Monday, 7 July 2014

Kwame Dawes:spiritual, intellectual, and emotional engagement with reggae music


                                      Kwame Dawes
Born in Ghana in 1962, Kwame Dawes moved to Jamaica in 1971 and spent most of his childhood and early adult life there. As well as poetry, he is a writer of fiction, nonfiction, and plays; he also practices as an actor and musician. His poetry is profoundly influenced by his "spiritual, intellectual, and emotional engagement with reggae music", and he has collaborated with musicians and artists to create a dynamic series of performances based on his poetry. His book Bob Marley: Lyrical Genius book remains the most authoritative study of the lyrics of Bob Marley.

# GIVEN REQUEST A:
Extract the stretch from "Monday, 7 July" through "of Bob Marley." from the Kwame Dawes profile.
# GIVEN REQUEST B:
According to the Kwame Dawes profile, in what year did Dawes move to Jamaica?
# GIVEN REQUEST C:
Carry the Kwame Dawes profile forward from its final sentence.

# PROVIDED MATERIAL:
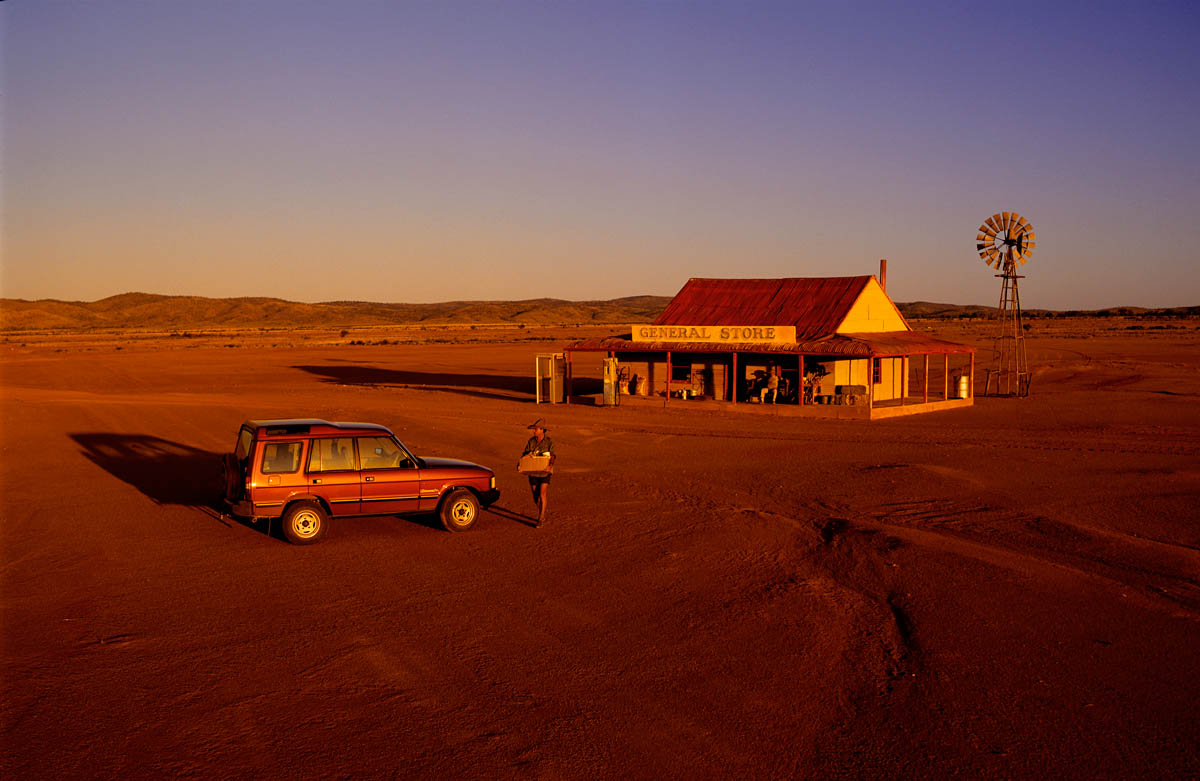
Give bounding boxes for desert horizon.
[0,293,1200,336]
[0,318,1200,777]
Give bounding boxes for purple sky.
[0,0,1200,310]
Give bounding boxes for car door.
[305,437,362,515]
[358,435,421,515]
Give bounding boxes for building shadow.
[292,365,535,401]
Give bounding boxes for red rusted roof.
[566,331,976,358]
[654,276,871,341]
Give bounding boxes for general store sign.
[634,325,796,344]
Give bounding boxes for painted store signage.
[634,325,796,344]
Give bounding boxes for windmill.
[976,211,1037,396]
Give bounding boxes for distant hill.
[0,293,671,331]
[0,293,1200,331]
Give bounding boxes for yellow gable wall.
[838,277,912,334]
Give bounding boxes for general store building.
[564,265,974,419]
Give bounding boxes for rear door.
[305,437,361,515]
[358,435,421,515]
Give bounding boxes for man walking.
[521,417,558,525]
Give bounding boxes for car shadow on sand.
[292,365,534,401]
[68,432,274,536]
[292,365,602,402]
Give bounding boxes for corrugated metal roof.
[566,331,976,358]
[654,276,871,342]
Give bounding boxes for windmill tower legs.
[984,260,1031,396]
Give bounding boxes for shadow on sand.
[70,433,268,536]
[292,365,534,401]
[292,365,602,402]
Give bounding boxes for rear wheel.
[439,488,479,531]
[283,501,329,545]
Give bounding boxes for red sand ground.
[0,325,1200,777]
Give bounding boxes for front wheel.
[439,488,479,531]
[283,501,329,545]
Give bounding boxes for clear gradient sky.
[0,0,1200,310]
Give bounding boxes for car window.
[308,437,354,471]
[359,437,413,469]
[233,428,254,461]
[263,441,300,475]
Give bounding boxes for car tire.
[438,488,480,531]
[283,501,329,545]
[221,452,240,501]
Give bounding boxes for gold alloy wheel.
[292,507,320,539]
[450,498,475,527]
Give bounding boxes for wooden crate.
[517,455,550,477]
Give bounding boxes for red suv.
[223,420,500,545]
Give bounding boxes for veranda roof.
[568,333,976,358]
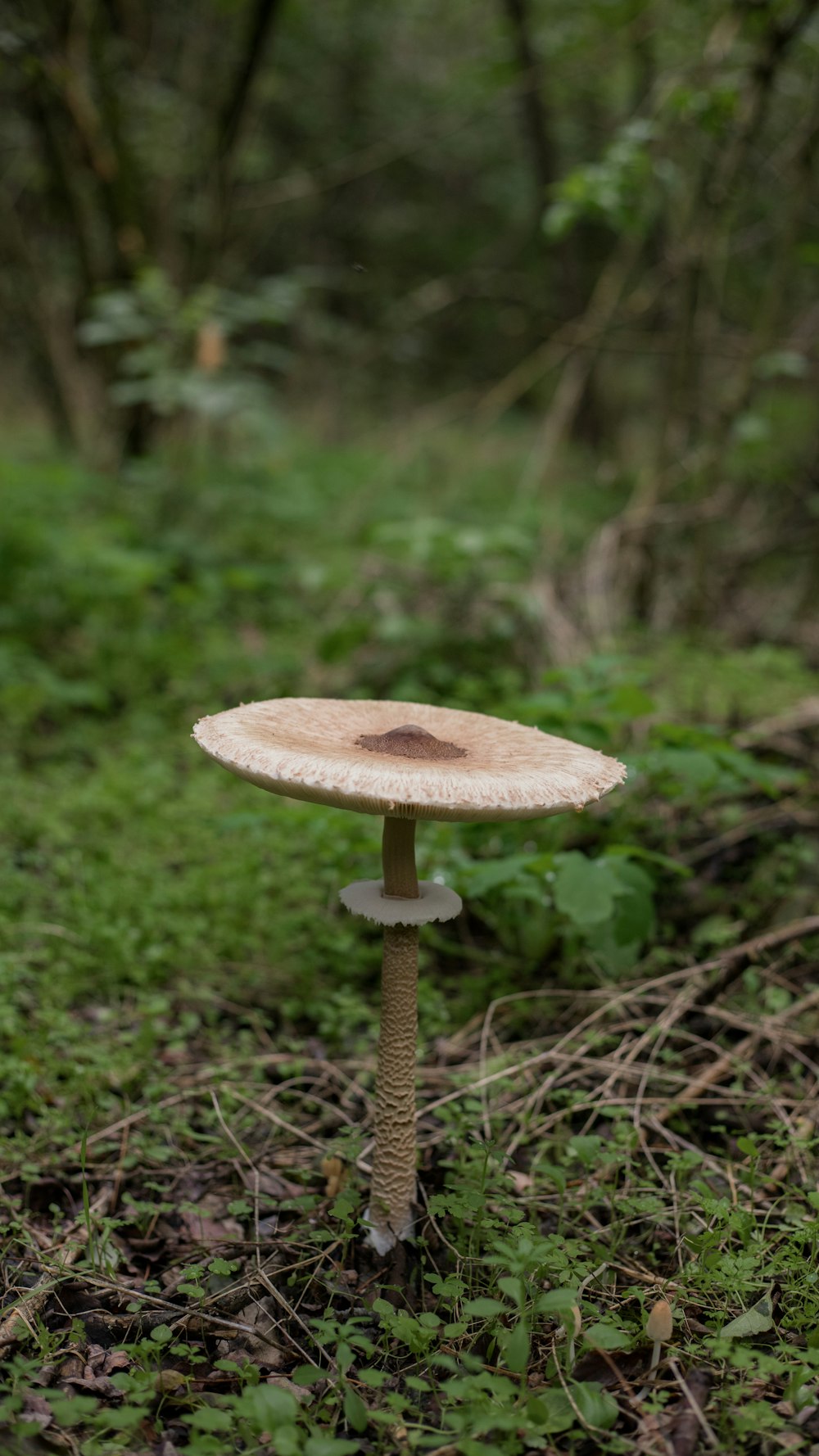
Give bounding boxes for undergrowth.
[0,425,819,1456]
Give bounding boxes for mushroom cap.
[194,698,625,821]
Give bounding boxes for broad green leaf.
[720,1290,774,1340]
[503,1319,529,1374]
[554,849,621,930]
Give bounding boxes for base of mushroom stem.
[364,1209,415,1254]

# EXPECTED ANSWER A:
Monday, 7 July 2014

Kwame Dawes:spiritual, intellectual, and emotional engagement with reggae music


                                      Kwame Dawes
Born in Ghana in 1962, Kwame Dawes moved to Jamaica in 1971 and spent most of his childhood and early adult life there. As well as poetry, he is a writer of fiction, nonfiction, and plays; he also practices as an actor and musician. His poetry is profoundly influenced by his "spiritual, intellectual, and emotional engagement with reggae music", and he has collaborated with musicians and artists to create a dynamic series of performances based on his poetry. His book Bob Marley: Lyrical Genius book remains the most authoritative study of the lyrics of Bob Marley.

# EXPECTED ANSWER B:
1971

# EXPECTED ANSWER C:
Dawes studied and taught in New Brunswick, Canada on a Commonwealth Scholarship, and as a PhD student he was editor-in-chief of the student newspaper, The Brunswickan. From 1992-2012 he taught at the University of South Carolina; he is currently Professor of English at the University of Nebraska, and with Glenna Luschei editor-in-chief at the Prairie Schooner. Dawes is also a faculty member of Pacific University’s MFA Program. He is co-founder and programming director of the biennial Calabash International Literary Festival, which takes place in Jamaica.
He is the author of seventeen collections of poetry. The most recent titles include Duppy Conqueror (Copper Canyon, 2013); Wheels (2011); Back of Mount Peace (2009); Hope's Hospice (2009); Impossible Flying (2007), and Gomer's Song (2007). Progeny of Air (1994) was the winner of the Forward Poetry Prize for Best First Collection. In 2001, Dawes was a winner of a Pushcart Prize for his long poem, 'Inheritance'. He is the editor of many anthologies, including Wheel and Come Again: An Anthology of Reggae Poems, and Red: Contemporary Black Poetry, and he is also the Associate Poetry Editor of Peepal Tree Books, where he edits their impressive Caribbean Poetry list. Dawes received the John Simon Guggenheim Fellowship in 2012.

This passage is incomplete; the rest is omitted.